Records provided Block Start

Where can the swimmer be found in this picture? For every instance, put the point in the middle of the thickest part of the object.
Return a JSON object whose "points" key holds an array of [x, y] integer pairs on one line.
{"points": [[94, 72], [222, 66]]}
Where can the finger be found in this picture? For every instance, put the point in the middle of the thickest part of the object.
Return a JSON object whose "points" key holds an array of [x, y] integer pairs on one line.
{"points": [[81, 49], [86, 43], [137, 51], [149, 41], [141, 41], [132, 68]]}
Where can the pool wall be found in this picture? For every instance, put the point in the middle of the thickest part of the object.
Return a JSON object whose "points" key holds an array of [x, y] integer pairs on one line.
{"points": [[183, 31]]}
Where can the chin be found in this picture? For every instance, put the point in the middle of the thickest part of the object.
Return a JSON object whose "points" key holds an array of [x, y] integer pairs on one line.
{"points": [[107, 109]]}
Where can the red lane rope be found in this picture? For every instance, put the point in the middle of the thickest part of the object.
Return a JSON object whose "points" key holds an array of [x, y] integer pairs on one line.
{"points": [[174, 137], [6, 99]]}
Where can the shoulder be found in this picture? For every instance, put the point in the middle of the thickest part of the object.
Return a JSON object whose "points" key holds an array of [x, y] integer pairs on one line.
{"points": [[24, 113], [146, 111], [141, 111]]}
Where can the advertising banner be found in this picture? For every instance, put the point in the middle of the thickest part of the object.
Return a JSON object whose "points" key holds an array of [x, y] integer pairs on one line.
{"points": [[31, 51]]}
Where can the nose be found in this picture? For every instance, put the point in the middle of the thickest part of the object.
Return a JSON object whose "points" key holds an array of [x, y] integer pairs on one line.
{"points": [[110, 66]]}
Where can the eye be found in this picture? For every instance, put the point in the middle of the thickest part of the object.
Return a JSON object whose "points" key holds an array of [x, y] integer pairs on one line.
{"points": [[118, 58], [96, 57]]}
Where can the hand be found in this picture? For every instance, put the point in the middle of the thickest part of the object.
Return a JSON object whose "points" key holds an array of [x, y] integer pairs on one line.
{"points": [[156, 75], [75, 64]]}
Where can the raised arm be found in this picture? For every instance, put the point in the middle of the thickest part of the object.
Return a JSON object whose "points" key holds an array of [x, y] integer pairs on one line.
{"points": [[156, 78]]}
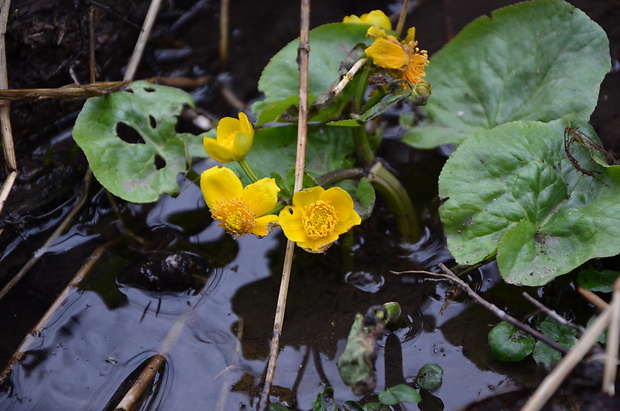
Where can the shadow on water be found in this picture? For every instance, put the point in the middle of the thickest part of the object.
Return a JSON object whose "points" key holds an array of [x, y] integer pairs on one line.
{"points": [[193, 294], [219, 295]]}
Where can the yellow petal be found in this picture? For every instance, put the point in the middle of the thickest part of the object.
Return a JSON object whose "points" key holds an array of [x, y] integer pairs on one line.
{"points": [[245, 124], [220, 183], [217, 151], [387, 54], [352, 19], [241, 145], [410, 35], [290, 221], [264, 225], [345, 225], [377, 18], [308, 196], [261, 196], [375, 32], [340, 200]]}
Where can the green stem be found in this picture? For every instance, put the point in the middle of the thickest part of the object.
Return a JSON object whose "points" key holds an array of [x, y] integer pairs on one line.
{"points": [[339, 175], [248, 170], [362, 147], [362, 85], [193, 176], [374, 99], [398, 201]]}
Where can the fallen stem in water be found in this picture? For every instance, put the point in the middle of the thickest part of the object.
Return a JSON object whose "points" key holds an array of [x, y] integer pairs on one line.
{"points": [[49, 314], [448, 275]]}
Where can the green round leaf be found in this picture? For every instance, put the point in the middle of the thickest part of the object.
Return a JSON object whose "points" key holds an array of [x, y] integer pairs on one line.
{"points": [[399, 394], [329, 45], [600, 281], [130, 141], [510, 344], [513, 190], [430, 377], [536, 60]]}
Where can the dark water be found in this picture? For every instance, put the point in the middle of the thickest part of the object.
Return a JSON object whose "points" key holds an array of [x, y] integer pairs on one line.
{"points": [[127, 310], [205, 301]]}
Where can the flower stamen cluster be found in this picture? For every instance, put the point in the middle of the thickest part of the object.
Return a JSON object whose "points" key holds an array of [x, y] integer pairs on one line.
{"points": [[401, 59]]}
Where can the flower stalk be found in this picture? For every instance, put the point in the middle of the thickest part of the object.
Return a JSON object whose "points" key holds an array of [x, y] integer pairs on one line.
{"points": [[398, 201]]}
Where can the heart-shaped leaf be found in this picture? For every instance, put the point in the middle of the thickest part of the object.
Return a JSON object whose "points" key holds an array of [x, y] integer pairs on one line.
{"points": [[329, 45], [130, 140], [536, 60], [515, 191]]}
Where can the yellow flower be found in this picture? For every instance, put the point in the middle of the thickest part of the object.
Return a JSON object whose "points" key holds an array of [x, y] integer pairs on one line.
{"points": [[233, 141], [318, 217], [402, 59], [240, 210], [375, 17]]}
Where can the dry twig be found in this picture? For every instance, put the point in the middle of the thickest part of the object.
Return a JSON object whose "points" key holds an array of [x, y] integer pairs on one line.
{"points": [[501, 314], [48, 243], [565, 366], [613, 339], [59, 302], [5, 119], [136, 56], [302, 131]]}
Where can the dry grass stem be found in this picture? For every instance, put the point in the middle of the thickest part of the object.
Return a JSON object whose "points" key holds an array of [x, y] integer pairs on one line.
{"points": [[613, 339], [5, 120], [555, 378], [58, 303], [48, 243], [134, 61], [501, 314], [302, 132], [348, 77]]}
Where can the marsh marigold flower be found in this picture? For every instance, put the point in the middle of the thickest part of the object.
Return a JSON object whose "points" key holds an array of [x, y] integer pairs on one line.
{"points": [[375, 17], [402, 59], [233, 141], [240, 210], [318, 217]]}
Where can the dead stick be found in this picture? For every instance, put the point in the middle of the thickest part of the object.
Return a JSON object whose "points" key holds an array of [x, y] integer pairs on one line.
{"points": [[5, 120], [59, 302], [557, 317], [613, 339], [91, 45], [501, 314], [593, 298], [144, 380], [74, 91], [129, 401], [302, 133], [564, 367], [224, 8], [401, 19], [24, 270], [136, 56]]}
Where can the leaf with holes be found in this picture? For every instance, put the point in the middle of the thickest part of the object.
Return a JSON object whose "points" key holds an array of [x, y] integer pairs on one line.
{"points": [[536, 60], [130, 140], [515, 191]]}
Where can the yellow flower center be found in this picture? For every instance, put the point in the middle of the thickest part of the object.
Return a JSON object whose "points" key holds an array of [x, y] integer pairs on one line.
{"points": [[235, 216], [319, 219]]}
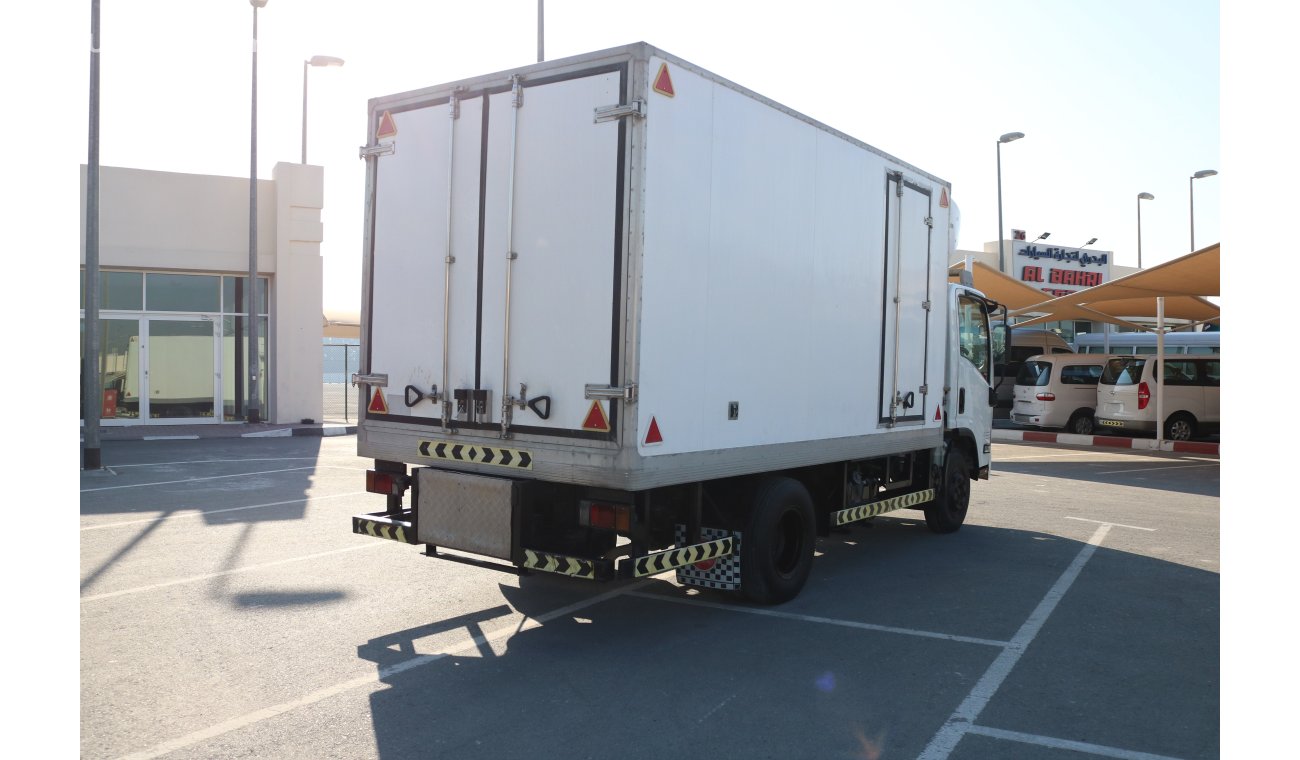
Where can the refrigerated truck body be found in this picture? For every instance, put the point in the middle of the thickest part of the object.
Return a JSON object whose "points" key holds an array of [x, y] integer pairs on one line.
{"points": [[622, 316]]}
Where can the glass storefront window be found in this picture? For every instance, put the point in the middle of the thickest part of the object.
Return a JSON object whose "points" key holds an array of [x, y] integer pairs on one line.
{"points": [[182, 292], [117, 290], [234, 370], [234, 299]]}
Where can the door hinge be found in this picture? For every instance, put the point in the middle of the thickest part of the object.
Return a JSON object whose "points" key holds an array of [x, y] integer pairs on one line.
{"points": [[376, 151], [614, 112], [627, 392], [516, 91]]}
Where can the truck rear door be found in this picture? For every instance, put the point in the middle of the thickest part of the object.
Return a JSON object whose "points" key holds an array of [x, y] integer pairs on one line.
{"points": [[905, 322], [497, 256]]}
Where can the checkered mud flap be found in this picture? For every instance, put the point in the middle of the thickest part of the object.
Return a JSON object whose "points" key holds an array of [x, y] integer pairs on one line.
{"points": [[722, 573]]}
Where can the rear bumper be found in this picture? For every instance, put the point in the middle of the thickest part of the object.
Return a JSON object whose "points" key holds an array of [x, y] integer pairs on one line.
{"points": [[1126, 425]]}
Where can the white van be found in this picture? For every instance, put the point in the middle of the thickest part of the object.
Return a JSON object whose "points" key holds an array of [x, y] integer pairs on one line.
{"points": [[1026, 342], [1058, 390], [1126, 395]]}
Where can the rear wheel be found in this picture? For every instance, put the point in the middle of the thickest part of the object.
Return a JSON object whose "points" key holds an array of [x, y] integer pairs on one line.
{"points": [[776, 547], [948, 511], [1082, 422], [1181, 426]]}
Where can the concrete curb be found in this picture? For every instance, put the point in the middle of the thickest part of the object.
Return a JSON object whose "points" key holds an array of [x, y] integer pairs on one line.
{"points": [[1106, 441]]}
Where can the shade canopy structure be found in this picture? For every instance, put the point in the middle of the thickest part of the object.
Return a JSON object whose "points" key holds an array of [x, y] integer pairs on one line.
{"points": [[1182, 282], [342, 325], [1195, 274]]}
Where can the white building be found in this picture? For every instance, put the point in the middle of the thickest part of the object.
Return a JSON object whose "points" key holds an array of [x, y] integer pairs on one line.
{"points": [[173, 274]]}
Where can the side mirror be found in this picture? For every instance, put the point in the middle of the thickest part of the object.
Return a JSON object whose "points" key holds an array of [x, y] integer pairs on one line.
{"points": [[1001, 334]]}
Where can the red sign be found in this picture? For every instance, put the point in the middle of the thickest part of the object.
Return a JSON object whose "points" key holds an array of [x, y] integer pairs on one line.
{"points": [[377, 404], [596, 418], [388, 127], [663, 82], [653, 435]]}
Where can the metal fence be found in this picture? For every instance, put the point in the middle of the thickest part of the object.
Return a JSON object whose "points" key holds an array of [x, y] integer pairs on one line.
{"points": [[338, 363]]}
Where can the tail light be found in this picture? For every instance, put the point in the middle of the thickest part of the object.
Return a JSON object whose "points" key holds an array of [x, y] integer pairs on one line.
{"points": [[386, 483], [605, 516]]}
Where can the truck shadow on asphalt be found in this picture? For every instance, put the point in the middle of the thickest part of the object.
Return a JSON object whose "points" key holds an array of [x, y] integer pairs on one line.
{"points": [[260, 496], [1187, 474], [891, 634]]}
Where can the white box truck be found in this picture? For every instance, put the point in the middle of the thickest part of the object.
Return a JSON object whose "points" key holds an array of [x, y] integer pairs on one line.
{"points": [[622, 316]]}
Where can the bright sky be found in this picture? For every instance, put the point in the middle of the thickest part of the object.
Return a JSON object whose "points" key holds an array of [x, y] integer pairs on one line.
{"points": [[1116, 98]]}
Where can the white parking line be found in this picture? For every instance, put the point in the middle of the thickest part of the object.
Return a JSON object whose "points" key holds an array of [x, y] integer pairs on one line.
{"points": [[1066, 745], [165, 464], [388, 672], [766, 612], [1116, 524], [963, 717], [1060, 454], [196, 480], [198, 512], [1213, 464], [237, 570]]}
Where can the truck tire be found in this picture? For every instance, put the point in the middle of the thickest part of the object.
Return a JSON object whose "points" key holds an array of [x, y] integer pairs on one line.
{"points": [[776, 547], [948, 511]]}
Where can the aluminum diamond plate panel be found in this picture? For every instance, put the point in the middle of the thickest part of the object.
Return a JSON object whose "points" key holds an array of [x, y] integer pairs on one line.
{"points": [[466, 512]]}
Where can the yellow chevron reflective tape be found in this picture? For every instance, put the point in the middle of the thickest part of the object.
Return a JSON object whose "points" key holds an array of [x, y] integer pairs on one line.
{"points": [[683, 556], [476, 454], [875, 508], [549, 563], [380, 529]]}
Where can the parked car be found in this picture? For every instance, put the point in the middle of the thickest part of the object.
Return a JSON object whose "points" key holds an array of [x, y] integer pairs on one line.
{"points": [[1026, 342], [1126, 395], [1058, 390]]}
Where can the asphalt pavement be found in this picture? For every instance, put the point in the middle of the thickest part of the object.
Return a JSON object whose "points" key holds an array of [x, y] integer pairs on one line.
{"points": [[226, 609]]}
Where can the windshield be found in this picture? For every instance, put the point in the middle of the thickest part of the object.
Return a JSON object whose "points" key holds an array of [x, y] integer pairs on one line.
{"points": [[1034, 373], [1125, 370]]}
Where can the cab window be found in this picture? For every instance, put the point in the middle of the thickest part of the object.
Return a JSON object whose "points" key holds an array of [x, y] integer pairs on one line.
{"points": [[973, 330]]}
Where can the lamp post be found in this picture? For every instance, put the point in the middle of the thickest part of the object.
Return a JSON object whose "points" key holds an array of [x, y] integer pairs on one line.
{"points": [[92, 385], [251, 290], [1191, 205], [313, 61], [1006, 138], [1142, 196]]}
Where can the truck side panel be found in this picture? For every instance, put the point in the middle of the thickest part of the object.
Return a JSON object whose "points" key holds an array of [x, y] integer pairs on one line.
{"points": [[765, 279]]}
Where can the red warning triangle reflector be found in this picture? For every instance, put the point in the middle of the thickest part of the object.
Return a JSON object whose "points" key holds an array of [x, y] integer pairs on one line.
{"points": [[653, 435], [663, 82], [388, 127], [596, 418]]}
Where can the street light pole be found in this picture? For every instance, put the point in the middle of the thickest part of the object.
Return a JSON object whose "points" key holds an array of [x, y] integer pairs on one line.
{"points": [[1142, 196], [1191, 205], [1001, 256], [92, 386], [251, 290], [313, 61]]}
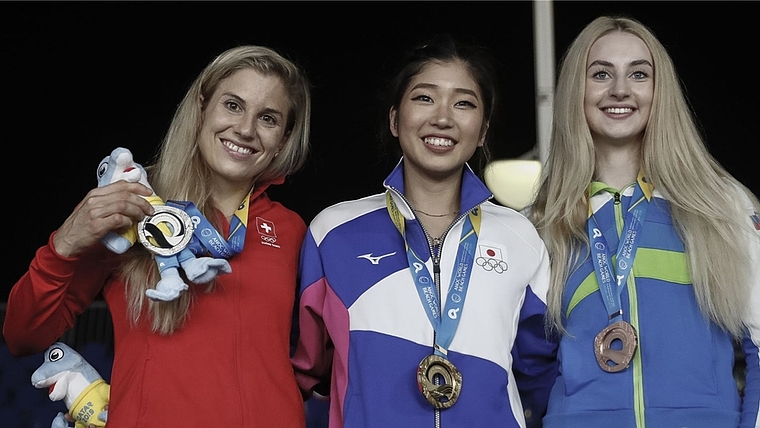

Records provided Block End

* Task statement
Copy, please, exactly the lines that start at the first line of the data and end at the line containing "Where can the shoulder", both kept and no others.

* Expected output
Where can the swimmer be found in this picture? For every instance, put the point in the middle of the thickest part of the object.
Return a JSON object whose "points" key holds an array of [x, y] integer pairs on one line.
{"points": [[94, 72], [222, 66]]}
Where can the finger be found in this picture? For every instance, put the point in the middle of the thickest part of the object.
Return a JSON object whose "points" key holds an array of [x, y] integer pairs on one line.
{"points": [[81, 49], [86, 43], [137, 51], [149, 41], [141, 41], [132, 68]]}
Where can the pool wall be found in this picture? For every instance, put the point in the middle of the thickest part of the object.
Return a JSON object whose "points" key holds an array of [x, y] integer pairs on one line.
{"points": [[183, 31]]}
Where can the chin be found in this picture? For every instance, put the point in the middle of the thickest part of the object.
Return a JSON object whose "points" key holds an array of [x, y] integer pairs on one line.
{"points": [[107, 109]]}
Where can the red lane rope be found in this picture? For every instance, put the point in the middle of the thickest part of the object.
Return a JSON object whose "points" key holds an array of [x, y] integer pairs on one line.
{"points": [[174, 137], [6, 99]]}
Where can the shoulder be found in this picture? For every instance, put the point in the middle of the thickest part of the object.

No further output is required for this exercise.